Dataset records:

####

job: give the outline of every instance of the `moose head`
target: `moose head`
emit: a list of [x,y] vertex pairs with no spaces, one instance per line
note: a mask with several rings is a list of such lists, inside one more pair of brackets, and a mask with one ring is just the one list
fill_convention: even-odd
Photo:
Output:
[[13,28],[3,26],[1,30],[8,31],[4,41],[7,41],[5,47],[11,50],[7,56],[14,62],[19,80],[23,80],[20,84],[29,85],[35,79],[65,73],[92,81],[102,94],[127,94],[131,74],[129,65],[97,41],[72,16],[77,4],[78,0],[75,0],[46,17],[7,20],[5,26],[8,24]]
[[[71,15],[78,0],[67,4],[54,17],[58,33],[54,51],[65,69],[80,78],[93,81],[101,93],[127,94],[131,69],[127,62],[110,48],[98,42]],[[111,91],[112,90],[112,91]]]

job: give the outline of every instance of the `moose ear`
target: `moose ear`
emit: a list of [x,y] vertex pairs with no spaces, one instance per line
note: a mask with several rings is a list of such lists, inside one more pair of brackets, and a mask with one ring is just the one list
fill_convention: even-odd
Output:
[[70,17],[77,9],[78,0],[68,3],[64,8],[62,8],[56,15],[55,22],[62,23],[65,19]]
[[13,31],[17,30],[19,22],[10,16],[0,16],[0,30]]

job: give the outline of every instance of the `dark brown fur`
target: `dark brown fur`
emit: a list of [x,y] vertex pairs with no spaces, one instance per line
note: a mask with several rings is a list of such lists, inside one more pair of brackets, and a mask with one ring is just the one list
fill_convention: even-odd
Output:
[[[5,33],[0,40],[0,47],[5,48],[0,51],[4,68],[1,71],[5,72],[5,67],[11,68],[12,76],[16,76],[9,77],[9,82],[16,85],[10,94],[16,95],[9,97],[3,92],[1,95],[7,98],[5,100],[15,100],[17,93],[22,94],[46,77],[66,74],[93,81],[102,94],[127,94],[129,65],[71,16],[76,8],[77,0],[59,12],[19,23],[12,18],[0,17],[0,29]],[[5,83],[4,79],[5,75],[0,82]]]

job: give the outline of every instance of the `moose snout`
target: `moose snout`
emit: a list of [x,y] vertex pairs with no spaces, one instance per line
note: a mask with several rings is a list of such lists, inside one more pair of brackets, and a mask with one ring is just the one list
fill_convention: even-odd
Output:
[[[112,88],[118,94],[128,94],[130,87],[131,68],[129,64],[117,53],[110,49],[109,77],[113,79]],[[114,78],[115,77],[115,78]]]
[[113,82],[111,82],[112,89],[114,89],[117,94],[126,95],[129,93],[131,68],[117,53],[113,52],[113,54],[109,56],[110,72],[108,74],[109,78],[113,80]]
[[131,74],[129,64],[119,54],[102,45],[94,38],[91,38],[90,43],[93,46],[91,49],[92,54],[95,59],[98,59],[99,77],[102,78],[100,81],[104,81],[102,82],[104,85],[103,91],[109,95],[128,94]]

####

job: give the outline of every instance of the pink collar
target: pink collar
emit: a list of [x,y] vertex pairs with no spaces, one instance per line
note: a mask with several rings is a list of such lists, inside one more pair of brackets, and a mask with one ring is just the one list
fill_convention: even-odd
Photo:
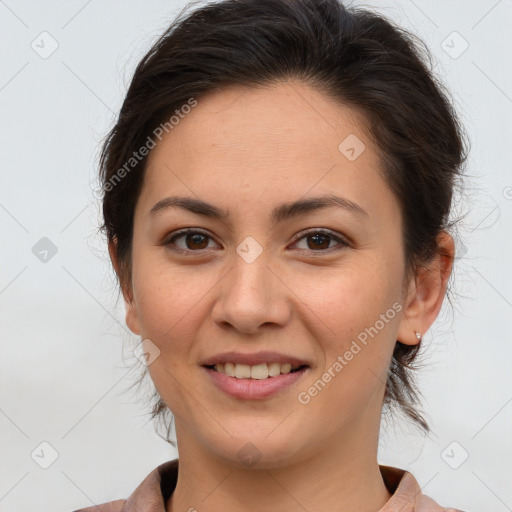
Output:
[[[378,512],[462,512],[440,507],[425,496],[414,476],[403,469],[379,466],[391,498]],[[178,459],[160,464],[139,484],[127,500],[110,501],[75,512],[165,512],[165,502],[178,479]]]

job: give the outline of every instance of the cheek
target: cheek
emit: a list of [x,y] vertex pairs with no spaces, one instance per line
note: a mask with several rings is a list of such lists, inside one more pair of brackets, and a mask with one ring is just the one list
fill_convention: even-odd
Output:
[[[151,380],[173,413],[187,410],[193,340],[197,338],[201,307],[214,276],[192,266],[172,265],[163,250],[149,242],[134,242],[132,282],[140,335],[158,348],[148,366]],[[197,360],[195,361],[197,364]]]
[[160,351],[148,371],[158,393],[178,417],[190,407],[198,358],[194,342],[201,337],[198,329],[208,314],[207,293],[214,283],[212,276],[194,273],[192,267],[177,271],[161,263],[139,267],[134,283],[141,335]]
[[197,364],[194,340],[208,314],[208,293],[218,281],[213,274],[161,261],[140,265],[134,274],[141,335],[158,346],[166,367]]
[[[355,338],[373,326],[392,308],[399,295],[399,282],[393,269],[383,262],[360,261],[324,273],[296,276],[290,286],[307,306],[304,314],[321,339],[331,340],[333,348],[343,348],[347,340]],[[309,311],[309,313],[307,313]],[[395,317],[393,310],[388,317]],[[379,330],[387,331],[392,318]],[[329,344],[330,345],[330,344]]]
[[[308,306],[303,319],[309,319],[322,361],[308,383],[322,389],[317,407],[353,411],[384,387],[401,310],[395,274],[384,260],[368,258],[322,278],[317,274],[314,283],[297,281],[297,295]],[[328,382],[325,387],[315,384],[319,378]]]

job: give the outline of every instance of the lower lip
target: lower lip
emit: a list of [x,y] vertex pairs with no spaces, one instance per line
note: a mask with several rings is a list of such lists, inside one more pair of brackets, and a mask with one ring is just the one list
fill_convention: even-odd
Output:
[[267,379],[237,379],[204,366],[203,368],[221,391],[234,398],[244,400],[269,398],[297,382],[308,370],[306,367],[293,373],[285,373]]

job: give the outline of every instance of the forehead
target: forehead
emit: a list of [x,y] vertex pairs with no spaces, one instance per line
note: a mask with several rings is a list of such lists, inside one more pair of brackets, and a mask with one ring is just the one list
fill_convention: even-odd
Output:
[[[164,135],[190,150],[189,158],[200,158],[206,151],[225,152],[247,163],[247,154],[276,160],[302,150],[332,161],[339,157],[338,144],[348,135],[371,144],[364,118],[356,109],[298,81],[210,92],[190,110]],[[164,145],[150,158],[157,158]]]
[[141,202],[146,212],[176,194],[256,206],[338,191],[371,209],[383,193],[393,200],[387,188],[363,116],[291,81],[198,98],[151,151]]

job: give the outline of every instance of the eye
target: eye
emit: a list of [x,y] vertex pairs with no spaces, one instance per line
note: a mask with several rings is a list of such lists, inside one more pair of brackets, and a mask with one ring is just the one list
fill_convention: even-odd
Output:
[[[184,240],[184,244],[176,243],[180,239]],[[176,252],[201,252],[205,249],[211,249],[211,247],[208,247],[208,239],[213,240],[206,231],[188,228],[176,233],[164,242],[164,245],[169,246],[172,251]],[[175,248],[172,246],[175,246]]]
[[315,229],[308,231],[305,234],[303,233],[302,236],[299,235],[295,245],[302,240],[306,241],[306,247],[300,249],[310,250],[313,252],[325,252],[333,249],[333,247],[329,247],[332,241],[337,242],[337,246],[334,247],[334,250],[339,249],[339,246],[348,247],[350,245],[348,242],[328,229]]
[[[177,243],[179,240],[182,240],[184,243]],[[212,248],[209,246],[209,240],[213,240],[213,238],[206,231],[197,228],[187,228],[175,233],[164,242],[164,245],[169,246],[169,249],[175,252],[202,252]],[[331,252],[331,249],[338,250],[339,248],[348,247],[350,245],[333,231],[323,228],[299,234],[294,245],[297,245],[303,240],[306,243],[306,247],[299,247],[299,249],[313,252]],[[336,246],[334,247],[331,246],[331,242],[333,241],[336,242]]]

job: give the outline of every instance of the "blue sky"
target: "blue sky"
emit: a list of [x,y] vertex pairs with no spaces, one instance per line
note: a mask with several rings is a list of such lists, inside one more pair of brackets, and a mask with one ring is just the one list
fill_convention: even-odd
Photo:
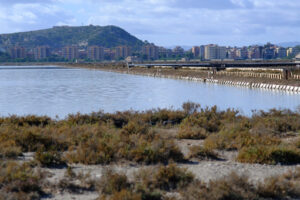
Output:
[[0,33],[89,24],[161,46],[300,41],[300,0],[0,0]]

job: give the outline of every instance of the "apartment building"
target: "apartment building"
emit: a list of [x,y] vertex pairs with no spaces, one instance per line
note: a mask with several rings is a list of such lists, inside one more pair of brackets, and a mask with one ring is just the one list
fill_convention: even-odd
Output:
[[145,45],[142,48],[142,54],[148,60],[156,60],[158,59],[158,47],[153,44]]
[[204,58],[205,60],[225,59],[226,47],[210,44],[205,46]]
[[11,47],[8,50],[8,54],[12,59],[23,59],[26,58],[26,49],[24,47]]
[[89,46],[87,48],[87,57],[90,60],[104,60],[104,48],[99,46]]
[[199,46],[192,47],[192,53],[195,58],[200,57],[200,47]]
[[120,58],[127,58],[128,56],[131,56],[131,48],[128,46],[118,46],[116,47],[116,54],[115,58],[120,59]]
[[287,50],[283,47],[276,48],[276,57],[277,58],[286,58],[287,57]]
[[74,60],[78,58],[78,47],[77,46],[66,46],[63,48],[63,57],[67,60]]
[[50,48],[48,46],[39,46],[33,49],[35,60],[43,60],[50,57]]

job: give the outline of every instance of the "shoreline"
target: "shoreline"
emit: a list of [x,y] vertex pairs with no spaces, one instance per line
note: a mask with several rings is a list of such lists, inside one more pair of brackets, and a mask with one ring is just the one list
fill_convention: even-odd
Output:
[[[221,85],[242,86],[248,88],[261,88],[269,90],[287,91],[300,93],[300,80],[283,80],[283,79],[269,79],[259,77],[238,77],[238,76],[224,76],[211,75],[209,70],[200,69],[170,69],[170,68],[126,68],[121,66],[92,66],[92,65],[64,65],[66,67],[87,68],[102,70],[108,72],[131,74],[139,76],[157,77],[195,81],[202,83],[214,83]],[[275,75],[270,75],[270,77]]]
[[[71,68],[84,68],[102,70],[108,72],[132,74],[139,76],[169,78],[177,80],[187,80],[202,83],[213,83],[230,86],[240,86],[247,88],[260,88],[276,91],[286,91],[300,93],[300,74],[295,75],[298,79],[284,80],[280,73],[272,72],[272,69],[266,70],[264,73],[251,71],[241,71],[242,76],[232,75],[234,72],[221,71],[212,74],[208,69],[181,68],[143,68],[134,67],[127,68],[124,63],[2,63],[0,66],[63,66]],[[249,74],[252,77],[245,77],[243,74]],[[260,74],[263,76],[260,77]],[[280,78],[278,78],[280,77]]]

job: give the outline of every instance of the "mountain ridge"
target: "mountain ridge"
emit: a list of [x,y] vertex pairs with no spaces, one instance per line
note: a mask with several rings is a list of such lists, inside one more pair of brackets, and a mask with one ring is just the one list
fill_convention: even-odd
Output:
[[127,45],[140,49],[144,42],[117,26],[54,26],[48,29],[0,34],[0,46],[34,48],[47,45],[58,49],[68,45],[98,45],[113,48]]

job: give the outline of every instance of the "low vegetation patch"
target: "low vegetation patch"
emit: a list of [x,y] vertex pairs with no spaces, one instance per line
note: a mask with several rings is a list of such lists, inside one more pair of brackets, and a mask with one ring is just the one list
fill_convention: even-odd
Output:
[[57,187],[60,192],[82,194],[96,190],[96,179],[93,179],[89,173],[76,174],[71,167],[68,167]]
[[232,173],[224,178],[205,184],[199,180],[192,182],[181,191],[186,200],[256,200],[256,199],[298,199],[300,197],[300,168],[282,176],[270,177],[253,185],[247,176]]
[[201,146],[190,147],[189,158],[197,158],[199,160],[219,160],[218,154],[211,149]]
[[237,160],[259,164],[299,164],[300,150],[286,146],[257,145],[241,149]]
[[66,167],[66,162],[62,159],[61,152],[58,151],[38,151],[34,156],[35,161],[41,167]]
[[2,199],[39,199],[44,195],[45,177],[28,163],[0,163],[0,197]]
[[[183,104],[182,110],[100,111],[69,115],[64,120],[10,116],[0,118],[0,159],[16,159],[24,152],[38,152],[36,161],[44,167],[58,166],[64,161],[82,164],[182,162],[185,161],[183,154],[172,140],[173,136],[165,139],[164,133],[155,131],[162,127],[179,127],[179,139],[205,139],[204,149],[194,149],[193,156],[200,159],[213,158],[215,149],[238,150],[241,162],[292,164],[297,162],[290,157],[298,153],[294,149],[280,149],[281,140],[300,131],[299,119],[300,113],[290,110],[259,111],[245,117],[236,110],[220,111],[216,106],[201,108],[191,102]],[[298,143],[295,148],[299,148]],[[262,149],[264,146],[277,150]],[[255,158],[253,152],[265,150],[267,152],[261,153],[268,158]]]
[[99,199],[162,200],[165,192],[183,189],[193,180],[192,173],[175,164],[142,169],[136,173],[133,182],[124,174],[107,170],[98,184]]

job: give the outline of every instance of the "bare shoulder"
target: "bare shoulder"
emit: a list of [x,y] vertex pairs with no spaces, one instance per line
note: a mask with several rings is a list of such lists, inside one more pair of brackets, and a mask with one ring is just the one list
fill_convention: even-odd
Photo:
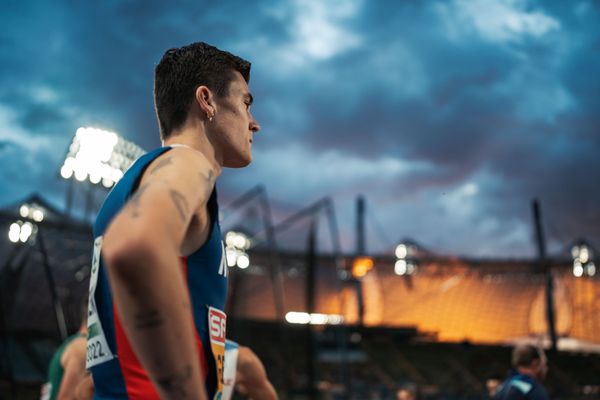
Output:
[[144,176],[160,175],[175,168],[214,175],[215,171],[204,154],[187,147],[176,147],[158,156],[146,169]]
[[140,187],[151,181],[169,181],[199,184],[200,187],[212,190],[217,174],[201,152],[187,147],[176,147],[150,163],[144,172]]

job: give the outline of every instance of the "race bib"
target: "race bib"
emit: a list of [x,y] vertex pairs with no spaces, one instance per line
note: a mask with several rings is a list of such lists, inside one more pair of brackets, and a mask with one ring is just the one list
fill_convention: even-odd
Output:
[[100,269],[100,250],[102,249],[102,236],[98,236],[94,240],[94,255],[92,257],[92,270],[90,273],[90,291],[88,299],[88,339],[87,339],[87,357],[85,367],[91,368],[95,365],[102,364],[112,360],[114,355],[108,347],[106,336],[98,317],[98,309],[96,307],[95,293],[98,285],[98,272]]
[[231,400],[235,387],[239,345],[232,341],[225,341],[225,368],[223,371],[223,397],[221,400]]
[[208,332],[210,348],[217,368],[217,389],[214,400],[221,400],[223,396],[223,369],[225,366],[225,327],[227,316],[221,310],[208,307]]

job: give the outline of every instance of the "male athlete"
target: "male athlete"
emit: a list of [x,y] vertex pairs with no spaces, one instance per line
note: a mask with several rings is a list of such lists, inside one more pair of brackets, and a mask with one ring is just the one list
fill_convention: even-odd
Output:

####

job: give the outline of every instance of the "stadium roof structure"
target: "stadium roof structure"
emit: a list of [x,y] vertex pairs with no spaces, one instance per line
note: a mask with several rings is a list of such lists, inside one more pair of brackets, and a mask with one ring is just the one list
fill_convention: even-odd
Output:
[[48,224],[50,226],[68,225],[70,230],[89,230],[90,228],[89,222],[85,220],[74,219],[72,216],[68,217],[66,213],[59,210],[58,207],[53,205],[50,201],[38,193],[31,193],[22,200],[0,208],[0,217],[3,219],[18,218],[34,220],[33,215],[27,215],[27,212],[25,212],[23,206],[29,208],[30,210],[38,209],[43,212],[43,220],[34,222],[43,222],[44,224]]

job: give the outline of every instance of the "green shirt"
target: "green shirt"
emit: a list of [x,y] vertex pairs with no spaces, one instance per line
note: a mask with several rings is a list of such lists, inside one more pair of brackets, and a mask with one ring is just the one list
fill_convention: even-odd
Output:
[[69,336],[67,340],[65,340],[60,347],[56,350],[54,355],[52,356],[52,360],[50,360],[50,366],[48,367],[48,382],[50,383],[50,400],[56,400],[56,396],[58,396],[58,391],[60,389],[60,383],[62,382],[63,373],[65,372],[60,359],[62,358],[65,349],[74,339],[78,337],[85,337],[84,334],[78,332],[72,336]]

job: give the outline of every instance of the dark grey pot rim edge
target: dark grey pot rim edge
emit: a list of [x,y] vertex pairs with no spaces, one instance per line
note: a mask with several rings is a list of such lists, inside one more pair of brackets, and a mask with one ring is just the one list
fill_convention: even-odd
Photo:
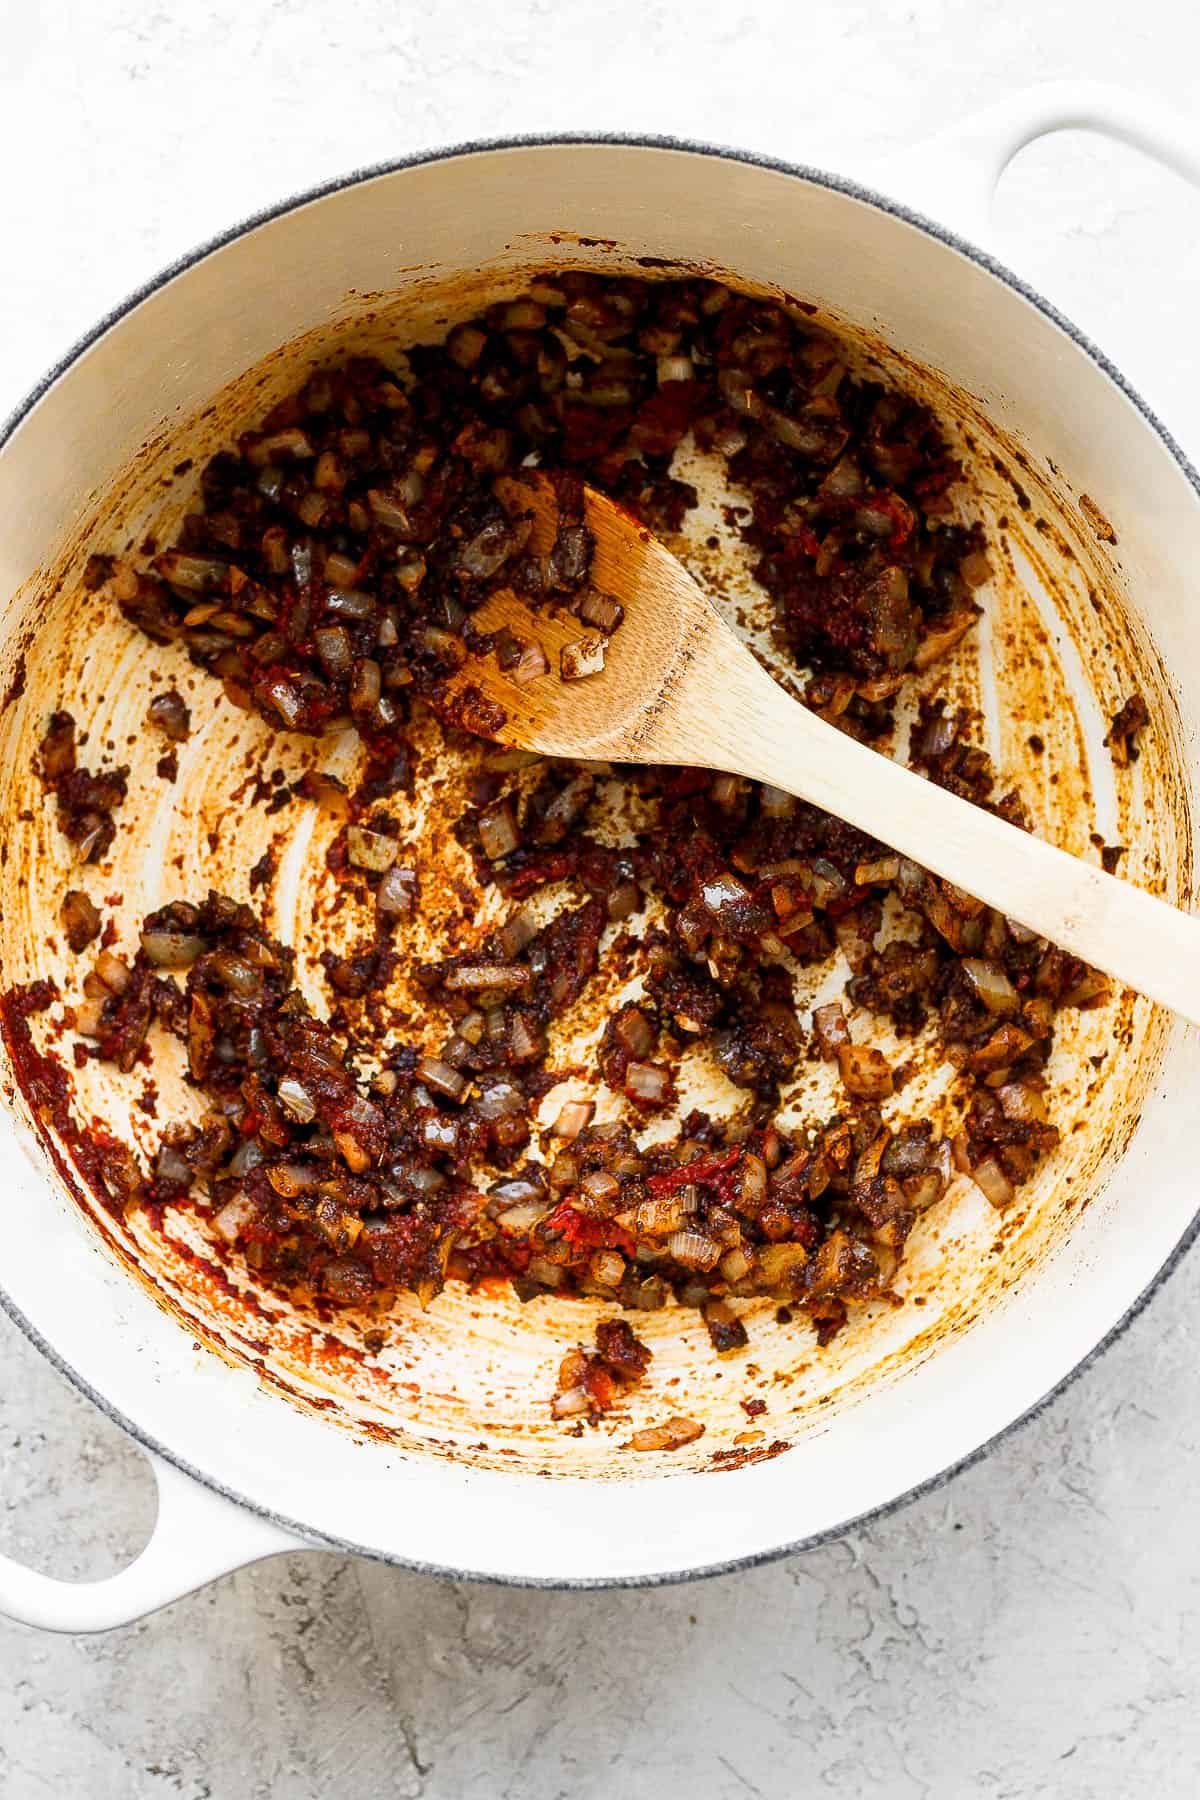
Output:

####

* _Prompt_
Starting from the records above, copy each line where the string "edge" is found.

* _Reply to the task_
job: give the outline of every instance of the dark grey pot rim edge
target: dark grey pot rim edge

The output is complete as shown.